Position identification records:

============================================================

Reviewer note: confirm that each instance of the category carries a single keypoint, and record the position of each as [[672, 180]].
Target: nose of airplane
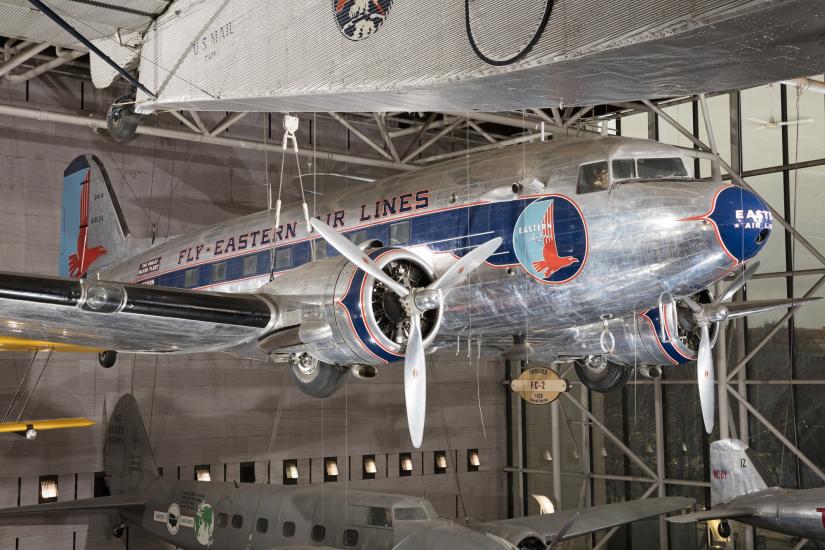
[[743, 221]]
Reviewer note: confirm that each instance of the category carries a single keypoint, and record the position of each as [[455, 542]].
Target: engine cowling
[[345, 316]]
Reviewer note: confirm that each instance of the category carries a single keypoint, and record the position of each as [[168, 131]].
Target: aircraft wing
[[49, 424], [589, 520], [715, 513], [99, 504], [129, 317]]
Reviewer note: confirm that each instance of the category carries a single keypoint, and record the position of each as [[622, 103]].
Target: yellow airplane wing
[[11, 343], [48, 424]]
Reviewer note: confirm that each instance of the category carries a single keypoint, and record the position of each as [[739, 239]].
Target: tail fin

============================================================

■ REQUIRED TASK:
Render the records from the line that contains "as [[739, 239]]." through the end of the records as a numbered list, leaving out any blank lines.

■ RESULT FOR THIS EXERCISE:
1. Reviewer note: confirm that each instance of the category carries a single keypoint, and record the position of each as [[739, 239]].
2. Target: tail fin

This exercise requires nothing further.